(begin)

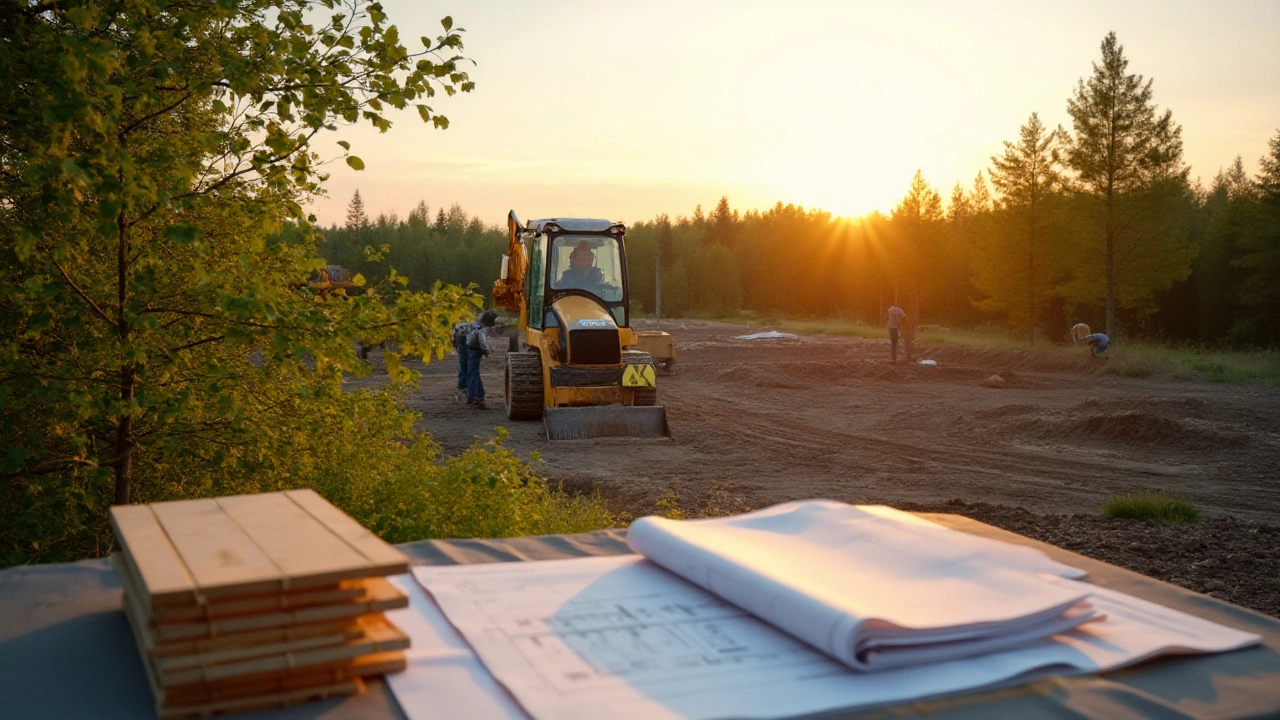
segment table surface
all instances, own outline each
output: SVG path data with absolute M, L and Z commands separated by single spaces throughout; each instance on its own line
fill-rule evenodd
M 922 515 L 957 530 L 1037 547 L 1089 573 L 1088 582 L 1262 635 L 1242 651 L 1162 657 L 1133 667 L 1050 678 L 824 717 L 1280 717 L 1280 620 L 1024 538 L 959 515 Z M 399 547 L 416 565 L 558 560 L 630 552 L 626 530 L 508 539 L 421 541 Z M 151 691 L 105 559 L 0 570 L 0 715 L 152 717 Z M 381 679 L 356 697 L 236 715 L 285 720 L 403 719 Z

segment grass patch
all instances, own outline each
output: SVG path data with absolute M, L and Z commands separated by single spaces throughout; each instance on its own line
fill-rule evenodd
M 1164 491 L 1143 491 L 1107 500 L 1102 503 L 1102 516 L 1151 520 L 1161 525 L 1185 525 L 1199 521 L 1199 509 L 1181 496 Z

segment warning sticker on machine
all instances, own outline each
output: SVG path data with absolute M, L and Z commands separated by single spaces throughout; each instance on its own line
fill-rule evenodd
M 658 387 L 653 365 L 627 365 L 622 370 L 622 387 Z

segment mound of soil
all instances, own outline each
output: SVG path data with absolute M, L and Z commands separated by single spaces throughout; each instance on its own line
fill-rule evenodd
M 952 512 L 1094 560 L 1280 618 L 1280 527 L 1231 516 L 1158 525 L 1098 515 L 1041 515 L 1023 507 L 900 503 L 901 510 Z
M 808 497 L 960 512 L 1280 616 L 1280 387 L 1106 372 L 1126 361 L 1121 347 L 1100 360 L 922 343 L 916 359 L 937 364 L 920 365 L 891 363 L 887 337 L 744 341 L 769 328 L 701 320 L 658 329 L 678 347 L 658 382 L 671 439 L 548 442 L 541 423 L 507 421 L 502 350 L 481 365 L 489 410 L 452 400 L 452 357 L 408 363 L 422 372 L 410 405 L 444 454 L 500 425 L 512 451 L 538 454 L 540 475 L 622 516 L 668 496 L 689 516 Z M 353 386 L 387 382 L 380 354 L 370 360 Z M 1001 387 L 984 387 L 997 374 Z M 1097 515 L 1147 489 L 1190 500 L 1204 520 Z

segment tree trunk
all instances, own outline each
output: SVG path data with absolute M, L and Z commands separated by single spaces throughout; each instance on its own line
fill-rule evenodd
M 124 222 L 124 208 L 120 208 L 115 218 L 116 229 L 116 313 L 115 327 L 120 340 L 120 350 L 129 342 L 129 319 L 125 315 L 124 304 L 128 300 L 129 288 L 129 237 L 128 225 Z M 115 424 L 115 505 L 128 505 L 133 483 L 133 416 L 129 415 L 129 406 L 133 405 L 133 391 L 137 386 L 137 365 L 132 361 L 120 368 L 120 402 L 124 405 L 124 415 Z
M 1036 345 L 1036 205 L 1027 228 L 1027 345 Z

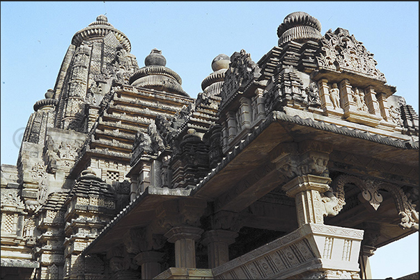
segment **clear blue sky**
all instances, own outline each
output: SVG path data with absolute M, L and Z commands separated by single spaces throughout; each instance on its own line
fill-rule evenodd
M 1 163 L 16 164 L 33 106 L 54 88 L 73 35 L 104 14 L 132 43 L 139 66 L 154 48 L 193 97 L 219 53 L 242 49 L 257 62 L 277 45 L 290 13 L 316 17 L 322 34 L 348 29 L 375 55 L 396 94 L 419 112 L 419 2 L 4 2 L 1 7 Z M 15 138 L 13 135 L 15 135 Z M 419 235 L 380 248 L 373 277 L 419 271 Z

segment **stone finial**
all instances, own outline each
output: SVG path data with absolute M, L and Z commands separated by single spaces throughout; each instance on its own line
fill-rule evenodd
M 108 22 L 108 18 L 104 15 L 100 15 L 96 17 L 97 22 Z
M 166 59 L 162 55 L 162 51 L 157 49 L 152 49 L 150 53 L 144 59 L 146 66 L 149 65 L 160 65 L 165 66 L 166 65 Z
M 54 90 L 51 88 L 49 90 L 47 90 L 47 92 L 45 92 L 45 98 L 51 99 L 53 97 L 54 97 Z
M 321 35 L 321 24 L 304 12 L 295 12 L 287 15 L 277 28 L 279 45 L 292 40 L 303 42 L 318 41 Z
M 221 69 L 228 69 L 229 63 L 231 63 L 231 58 L 226 54 L 221 53 L 212 61 L 212 69 L 214 72 Z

(end)

- **Set exercise**: Please turn every line of the records above into a Markdown table with the columns "Row" and "Content", numbering each row and omitting blank lines. Leave the picture lines out of the table.

- **Result of the exercise**:
| Row | Content |
|---|---|
| 1 | segment table surface |
| 2 | all instances, own outline each |
| 3 | output: SVG path data with absolute M, L and Z commands separated by single spaces throughout; each instance on its own line |
| 4 | fill-rule evenodd |
| 5 | M 922 515 L 957 530 L 1037 547 L 1089 573 L 1088 582 L 1262 635 L 1242 651 L 1162 657 L 1133 667 L 1050 678 L 824 717 L 1280 717 L 1280 620 L 1024 538 L 959 515 Z M 399 547 L 416 565 L 558 560 L 630 552 L 626 530 L 508 539 L 421 541 Z M 151 691 L 105 559 L 0 570 L 0 715 L 152 717 Z M 381 679 L 356 697 L 236 715 L 285 720 L 403 719 Z |
| 6 | segment grass patch |
| 7 | all instances, own outline each |
| 8 | output: SVG path data with absolute M, L and Z commands separated by single spaces throughout; each instance on its own line |
| 9 | fill-rule evenodd |
| 10 | M 1164 491 L 1143 491 L 1107 500 L 1102 503 L 1102 516 L 1151 520 L 1161 525 L 1185 525 L 1199 521 L 1199 509 L 1181 496 Z |
| 11 | segment warning sticker on machine |
| 12 | all instances, own outline each |
| 13 | output: SVG path data with absolute M, L and Z commands separated by single spaces throughout; each instance on its own line |
| 14 | fill-rule evenodd |
| 15 | M 658 387 L 653 365 L 627 365 L 622 370 L 622 387 Z |
| 16 | segment mound of soil |
| 17 | all instances, own outline each |
| 18 | output: SVG path data with absolute M, L and Z commands separated by single spaces throughout; each instance on its own line |
| 19 | fill-rule evenodd |
| 20 | M 952 512 L 1094 560 L 1280 618 L 1280 527 L 1231 516 L 1158 525 L 1098 515 L 1041 515 L 1023 507 L 900 503 L 901 510 Z |
| 21 | M 808 497 L 960 512 L 1280 616 L 1280 387 L 1106 372 L 1126 361 L 1121 347 L 1100 360 L 922 343 L 916 359 L 937 364 L 920 365 L 891 363 L 887 337 L 744 341 L 769 328 L 701 320 L 658 329 L 678 347 L 658 382 L 671 439 L 548 442 L 541 423 L 507 421 L 502 350 L 481 365 L 489 410 L 452 400 L 452 357 L 408 363 L 422 372 L 410 405 L 444 454 L 500 425 L 512 451 L 538 454 L 540 475 L 622 516 L 668 496 L 689 516 Z M 353 386 L 387 382 L 380 354 L 370 360 Z M 1001 387 L 984 387 L 997 374 Z M 1097 515 L 1147 489 L 1190 500 L 1204 520 Z |
| 22 | segment tree trunk |
| 23 | all instances, own outline each |
| 24 | output: SVG path data with absolute M, L and Z commands separated by single spaces throughout; each instance on its own line |
| 25 | fill-rule evenodd |
| 26 | M 124 222 L 124 208 L 120 208 L 115 218 L 116 229 L 116 313 L 115 327 L 120 340 L 120 350 L 129 342 L 129 319 L 125 315 L 124 304 L 128 300 L 129 288 L 129 237 L 128 225 Z M 115 424 L 115 505 L 128 505 L 133 483 L 133 416 L 129 415 L 129 406 L 133 405 L 133 391 L 137 386 L 137 365 L 132 361 L 120 368 L 120 402 L 124 405 L 124 415 Z |
| 27 | M 1036 345 L 1036 205 L 1027 228 L 1027 345 Z |
| 28 | segment **clear blue sky** |
| 29 | all instances, own outline each |
| 30 | output: SVG path data with absolute M, L and Z commands separated by single spaces throughout; each instance on its own line |
| 31 | fill-rule evenodd |
| 32 | M 1 163 L 16 164 L 33 106 L 54 88 L 73 35 L 104 14 L 132 43 L 139 66 L 154 48 L 193 97 L 219 53 L 242 49 L 257 62 L 277 45 L 290 13 L 316 17 L 322 34 L 348 29 L 375 55 L 396 94 L 419 112 L 419 2 L 4 2 L 1 7 Z M 15 138 L 13 135 L 15 135 Z M 419 235 L 380 248 L 373 277 L 419 271 Z |
| 33 | segment **stone finial** |
| 34 | all instances, own outline each |
| 35 | output: SVG path data with absolute M, L and Z commands separated by single spaces throughout; each instance on its own line |
| 36 | fill-rule evenodd |
| 37 | M 108 22 L 108 18 L 104 15 L 100 15 L 96 17 L 97 22 Z |
| 38 | M 166 59 L 162 55 L 162 51 L 157 49 L 152 49 L 150 53 L 144 59 L 146 66 L 149 65 L 160 65 L 165 66 L 166 65 Z |
| 39 | M 54 90 L 51 88 L 49 90 L 47 90 L 47 92 L 45 92 L 45 98 L 51 99 L 53 97 L 54 97 Z |
| 40 | M 321 35 L 321 24 L 304 12 L 295 12 L 287 15 L 277 28 L 279 45 L 292 40 L 303 42 L 318 41 Z |
| 41 | M 221 69 L 228 69 L 229 63 L 231 63 L 231 58 L 226 54 L 221 53 L 212 61 L 212 69 L 214 72 Z |